Material erkunden:
A - Übertragen Sie den folgenden Satz aus dem vorliegenden Text ins Englische: „Der Olivenblätterextrakt senkte den systolischen Blutdruck im Mittel um 11,5 mmHg, den diastolischen um 4,8 mmHg.“
B - Fassen Sie den vorliegenden Text in zwei Sätzen zusammen.

Prof. Schulz diskutiert in seinem Kommentar [1] die Ergebnisse der kürzlich publizierten klinischen Studie von Susalit et al. [2], in der die Wirksamkeit von Olivenblättern gegen Hypertonie im Vergleich zum blutdrucksenkenden Arzneistoff Captopril untersucht wurde. Hiermit möchten wir Stellung nehmen zu den diskutierten Schwächen dieser Studie.

Der Autor kommentiert einerseits, dass eine Senkung im einstelligen Bereich nicht ausreichend im praktischen Nutzen für die Behandlung von Bluthochdruckbetroffenen sei. Der Olivenblätterextrakt senkte den systolischen Blutdruck im Mittel um 11,5 mmHg, den diastolischen um 4,8 mmHg. Die Größe dieser Senkung ist effektiv, zumindest für den systolischen Blutdruck, also zweistellig. Das primäre Ziel für hypertensive Patienten ist die maximal langfristige Reduktion des kardiovaskulären Risikos, die über die Behandlung des erhöhten Blutdrucks per se und der assoziierten Risikofaktoren zu erreichen ist. Dazu werden um 10–15 mmHg systolisch bzw. 5–10 mmHg diastolisch tiefere Blutdruckwerte gefordert, gemäß WHO-Leitlinien [3]. Außerdem wirken sich schon geringe Blutdrucksenkungen positiv auf die Gesundheit aus: Besonders bei Patienten im mittleren und höheren Lebensalter (wie in der Studie) haben tiefere Blutdruckwerte bis auf 115/75 mmHg signifikante Auswirkungen auf die Wahrscheinlichkeit vaskulärer Mortalität [4]. In dieser Hinsicht ist die mit dem Olivenblätterextrakt erzielte Senkung von klinischer Bedeutung.

Obwohl die absolute Senkung des Blutdrucks für die Behandlung der Hypertonie sicherlich wichtig ist, ist gemäß internationaler Organisationen (ESH-ESC, JNC) der Zielblutdruck selbst noch wichtiger, welcher für alle Hypertoniker angestrebt werden sollte [5], [6]: Es wird empfohlen, bei Hypertonikern 1. oder 2. Grades mit geringem oder moderatem kardiovaskulären Risiko den syst. Blutdruck auf Werte unter 140 mmHg zu senken. Dieses ist der Grenzwert, oberhalb dessen das Risiko einer Schädigung kardiovaskulärer Organe signifikant zu steigen beginnt. In der Studie von Susalit et al. erreichte der größte Teil der Teilnehmer sowohl in der Olivenblätterextrakt- als auch in der Captopril-Gruppe dieses Ziel, nämlich 72,2 bzw. 88,2% (unpublizierte Daten). Im Vergleich miteinander waren diese Daten zwar statistisch signifikant unterschiedlich (p = 0,025), jedoch vergleichbar mit den Erfolgsraten von verschiedenen blutdrucksenkenden Arzneimitteln (inkl. Captopril 25–100 mg/d) nach einem Jahr Behandlungszeit als Monotherapie, wie in einer früher publizierten großen placebokontrollierten klinischen Studie ermittelt wurde [7].

Gesammelte Daten:

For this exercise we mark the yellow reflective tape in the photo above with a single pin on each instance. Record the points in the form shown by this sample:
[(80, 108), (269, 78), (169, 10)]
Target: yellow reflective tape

Lösungen der Aufgaben:
A - The olive leaf extract lowered systolic blood pressure by an average of 11.5 mmHg and diastolic blood pressure by 4.8 mmHg.

B - Die Verfasser nehmen Stellung zu den von Prof. Schulz kommentierten Schwächen der Studie von Susalit et al., in der Olivenblätter mit dem Arzneistoff Captopril gegen Hypertonie verglichen wurden, und halten die mit dem Extrakt erzielte Senkung des systolischen Blutdrucks um im Mittel 11,5 mmHg für klinisch bedeutsam. Noch wichtiger sei laut internationalen Organisationen der Zielblutdruck von systolisch unter 140 mmHg, den 72,2 % der Olivenblätterextrakt-Gruppe und 88,2 % der Captopril-Gruppe erreichten, was mit den Erfolgsraten verschiedener blutdrucksenkender Arzneimittel in einer früheren großen Studie vergleichbar sei.